● Work instructions
Copy each entry as it stands, leaving nothing out.

● Data in this exercise

┏━━

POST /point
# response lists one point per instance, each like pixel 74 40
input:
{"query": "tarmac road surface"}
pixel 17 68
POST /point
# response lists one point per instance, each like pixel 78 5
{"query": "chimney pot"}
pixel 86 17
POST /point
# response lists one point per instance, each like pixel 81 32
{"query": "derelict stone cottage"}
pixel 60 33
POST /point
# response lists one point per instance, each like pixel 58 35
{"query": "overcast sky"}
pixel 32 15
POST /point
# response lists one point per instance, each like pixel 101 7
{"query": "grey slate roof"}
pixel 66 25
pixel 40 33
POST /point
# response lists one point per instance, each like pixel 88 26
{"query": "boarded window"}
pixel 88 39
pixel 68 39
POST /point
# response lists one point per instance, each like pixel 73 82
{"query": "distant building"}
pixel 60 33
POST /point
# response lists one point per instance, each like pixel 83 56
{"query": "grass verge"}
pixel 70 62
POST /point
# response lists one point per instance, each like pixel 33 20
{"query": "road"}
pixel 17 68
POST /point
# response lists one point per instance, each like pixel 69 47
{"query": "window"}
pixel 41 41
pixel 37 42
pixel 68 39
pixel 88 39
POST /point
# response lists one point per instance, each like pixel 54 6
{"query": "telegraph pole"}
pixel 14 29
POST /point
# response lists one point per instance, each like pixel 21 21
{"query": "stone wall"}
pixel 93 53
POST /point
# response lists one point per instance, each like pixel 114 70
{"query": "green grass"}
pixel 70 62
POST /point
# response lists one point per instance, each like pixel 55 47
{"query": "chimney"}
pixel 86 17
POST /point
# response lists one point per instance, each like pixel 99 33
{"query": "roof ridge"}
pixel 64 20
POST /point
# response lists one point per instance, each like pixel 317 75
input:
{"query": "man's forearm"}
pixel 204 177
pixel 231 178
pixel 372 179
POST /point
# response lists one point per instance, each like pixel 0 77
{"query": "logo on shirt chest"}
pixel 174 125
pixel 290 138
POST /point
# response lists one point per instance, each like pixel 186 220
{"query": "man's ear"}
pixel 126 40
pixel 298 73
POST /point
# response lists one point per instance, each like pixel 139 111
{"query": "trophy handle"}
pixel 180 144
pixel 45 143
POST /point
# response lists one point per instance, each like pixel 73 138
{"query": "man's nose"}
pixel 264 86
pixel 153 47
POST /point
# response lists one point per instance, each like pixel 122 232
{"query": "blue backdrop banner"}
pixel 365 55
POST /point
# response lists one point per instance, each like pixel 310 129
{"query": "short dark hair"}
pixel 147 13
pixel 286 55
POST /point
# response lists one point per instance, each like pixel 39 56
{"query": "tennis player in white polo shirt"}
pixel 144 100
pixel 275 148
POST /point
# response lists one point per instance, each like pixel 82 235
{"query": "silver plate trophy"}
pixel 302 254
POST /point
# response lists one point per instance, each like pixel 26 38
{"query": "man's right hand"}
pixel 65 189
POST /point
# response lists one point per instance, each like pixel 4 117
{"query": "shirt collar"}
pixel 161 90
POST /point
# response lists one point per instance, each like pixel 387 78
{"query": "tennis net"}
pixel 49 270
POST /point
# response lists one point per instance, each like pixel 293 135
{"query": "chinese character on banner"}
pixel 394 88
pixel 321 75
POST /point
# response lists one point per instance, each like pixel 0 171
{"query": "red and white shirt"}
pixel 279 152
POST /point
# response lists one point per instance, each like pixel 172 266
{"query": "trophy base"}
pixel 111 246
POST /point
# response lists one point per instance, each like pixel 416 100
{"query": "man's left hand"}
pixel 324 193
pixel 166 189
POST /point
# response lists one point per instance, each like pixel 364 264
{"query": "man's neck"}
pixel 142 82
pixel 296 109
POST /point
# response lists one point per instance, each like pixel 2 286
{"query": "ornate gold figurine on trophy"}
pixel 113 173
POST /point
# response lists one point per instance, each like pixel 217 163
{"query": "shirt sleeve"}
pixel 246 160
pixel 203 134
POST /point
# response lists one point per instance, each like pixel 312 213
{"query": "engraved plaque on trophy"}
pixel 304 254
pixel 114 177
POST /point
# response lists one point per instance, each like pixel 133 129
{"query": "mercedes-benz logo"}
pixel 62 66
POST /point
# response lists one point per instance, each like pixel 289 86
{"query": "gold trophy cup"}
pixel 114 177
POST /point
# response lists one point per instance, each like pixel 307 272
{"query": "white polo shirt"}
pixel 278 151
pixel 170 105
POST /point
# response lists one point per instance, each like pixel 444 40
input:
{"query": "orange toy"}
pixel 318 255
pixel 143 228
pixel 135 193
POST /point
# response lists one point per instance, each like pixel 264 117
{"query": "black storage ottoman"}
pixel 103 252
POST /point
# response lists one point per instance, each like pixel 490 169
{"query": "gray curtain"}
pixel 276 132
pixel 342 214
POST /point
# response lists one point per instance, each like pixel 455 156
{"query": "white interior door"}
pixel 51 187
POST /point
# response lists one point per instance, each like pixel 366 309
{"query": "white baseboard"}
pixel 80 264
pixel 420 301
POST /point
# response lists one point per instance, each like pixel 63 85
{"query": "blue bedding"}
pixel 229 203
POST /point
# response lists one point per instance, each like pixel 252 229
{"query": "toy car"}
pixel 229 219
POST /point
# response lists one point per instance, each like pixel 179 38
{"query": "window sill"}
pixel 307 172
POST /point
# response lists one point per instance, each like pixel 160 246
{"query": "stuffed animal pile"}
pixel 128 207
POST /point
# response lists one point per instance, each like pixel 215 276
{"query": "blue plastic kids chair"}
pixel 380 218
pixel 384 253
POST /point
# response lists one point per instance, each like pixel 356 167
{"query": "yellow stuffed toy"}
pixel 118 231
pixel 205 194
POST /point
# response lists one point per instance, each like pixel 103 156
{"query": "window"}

┗━━

● Expected answer
POST /point
# response lists one point per instance, each like pixel 74 40
input:
{"query": "tarmac road surface"}
pixel 17 68
POST /point
# response lists one point per instance, each like pixel 78 5
{"query": "chimney pot"}
pixel 86 17
POST /point
# response lists one point per instance, each like pixel 81 32
{"query": "derelict stone cottage"}
pixel 60 33
POST /point
# response lists one point per instance, each like pixel 58 35
{"query": "overcast sky"}
pixel 32 15
POST /point
# response lists one point per instance, each like pixel 101 7
{"query": "grey slate roof"}
pixel 66 25
pixel 40 33
POST /point
# response lists one point per instance, each like pixel 88 26
{"query": "boarded window"}
pixel 88 39
pixel 68 39
POST /point
# response lists one point per instance, each like pixel 73 82
{"query": "distant building"}
pixel 60 33
POST /point
# response lists one point per instance, each like pixel 83 56
{"query": "grass verge"}
pixel 70 62
POST /point
# response lists one point per instance, each like pixel 33 20
{"query": "road"}
pixel 17 68
POST /point
# response lists one point per instance, each like pixel 69 47
{"query": "window"}
pixel 41 41
pixel 37 42
pixel 68 39
pixel 88 39
POST /point
# response lists one point per instance, each like pixel 54 6
{"query": "telegraph pole"}
pixel 14 29
POST /point
# response lists one point per instance, each like pixel 21 21
{"query": "stone wall"}
pixel 93 53
POST /point
# response lists one point per instance, each like pixel 114 70
{"query": "green grass"}
pixel 70 62
POST /point
# response lists one point per instance, each like pixel 55 47
{"query": "chimney"}
pixel 86 17
POST /point
# response lists one point per instance, each like pixel 99 33
{"query": "roof ridge"}
pixel 64 20
POST /point
# response lists one point per instance, each like pixel 317 75
input:
{"query": "man's forearm"}
pixel 204 177
pixel 231 178
pixel 372 179
POST /point
# response lists one point per instance, each like pixel 0 77
{"query": "logo on shirt chest"}
pixel 174 125
pixel 290 138
POST /point
# response lists one point per instance, each like pixel 186 220
{"query": "man's ear"}
pixel 126 40
pixel 298 73
POST /point
# response lists one point per instance, each like pixel 139 111
{"query": "trophy handle"}
pixel 180 144
pixel 45 143
POST /point
# response lists one point per instance, each like pixel 73 138
{"query": "man's nose"}
pixel 264 86
pixel 153 47
POST /point
# response lists one point per instance, each like pixel 122 232
{"query": "blue backdrop banner"}
pixel 365 55
POST /point
# response lists one point per instance, each like pixel 310 129
{"query": "short dark hair"}
pixel 147 13
pixel 286 55
POST /point
# response lists one point per instance, each like pixel 39 56
{"query": "tennis player in white polo shirt"}
pixel 144 100
pixel 275 148
POST /point
# response lists one point per instance, each like pixel 82 235
{"query": "silver plate trophy"}
pixel 302 254
POST /point
# response lists one point per instance, each like pixel 26 38
{"query": "man's right hand"}
pixel 65 189
POST /point
# response lists one point per instance, each like pixel 4 117
{"query": "shirt collar"}
pixel 161 90
POST /point
# response lists one point per instance, each like pixel 387 78
{"query": "tennis net"}
pixel 49 270
POST /point
# response lists one point per instance, each like pixel 293 135
{"query": "chinese character on banner"}
pixel 394 88
pixel 321 75
POST /point
# response lists one point per instance, each like pixel 0 171
{"query": "red and white shirt"}
pixel 279 152
POST /point
# response lists one point per instance, each like pixel 172 266
{"query": "trophy base"}
pixel 111 246
POST /point
# response lists one point per instance, each like pixel 416 100
{"query": "man's left hand"}
pixel 324 193
pixel 166 189
POST /point
# response lists one point per instance, each like pixel 364 264
{"query": "man's neck"}
pixel 142 82
pixel 296 109
POST /point
# response lists one point per instance, each like pixel 2 286
{"query": "ornate gold figurine on trophy"}
pixel 113 173
POST /point
# response lists one point per instance, each like pixel 217 163
{"query": "shirt sleeve"}
pixel 246 160
pixel 203 134
POST /point
# response lists one point per instance, each like pixel 312 213
{"query": "engraved plaque on trophy"}
pixel 304 254
pixel 114 177
POST /point
# response lists one point per instance, each like pixel 133 129
{"query": "mercedes-benz logo"}
pixel 62 66
POST /point
# response lists one point per instance, each like pixel 289 86
{"query": "gold trophy cup"}
pixel 114 177
POST /point
# response lists one point per instance, each like pixel 307 272
{"query": "white polo shirt"}
pixel 278 151
pixel 170 105
POST /point
# response lists one point per instance, each like pixel 444 40
input:
{"query": "orange toy"}
pixel 318 255
pixel 143 228
pixel 135 193
POST /point
# response lists one point per instance, each like pixel 264 117
{"query": "black storage ottoman"}
pixel 103 252
POST /point
# response lists one point per instance, each like pixel 490 169
{"query": "gray curtain"}
pixel 276 132
pixel 342 214
POST /point
# response lists one point per instance, each like pixel 455 156
{"query": "white interior door"}
pixel 51 187
POST /point
# response lists one point per instance, each like pixel 366 309
{"query": "white baseboard"}
pixel 80 264
pixel 420 301
POST /point
# response lists one point per instance, each like pixel 63 85
{"query": "blue bedding"}
pixel 229 203
POST /point
# response lists one point per instance, each like pixel 252 229
{"query": "toy car"}
pixel 229 219
POST /point
# response lists one point per instance, each like pixel 179 38
{"query": "window sill"}
pixel 307 172
POST /point
# response lists one point per instance, each like pixel 160 246
{"query": "stuffed animal pile"}
pixel 128 207
POST /point
# response lists one point per instance, each like pixel 215 276
{"query": "blue plastic kids chair"}
pixel 380 218
pixel 384 253
POST /point
# response lists one point per instance, each like pixel 356 167
{"query": "yellow stuffed toy"}
pixel 118 231
pixel 205 194
POST /point
# response lists one point per instance, each like pixel 103 156
{"query": "window"}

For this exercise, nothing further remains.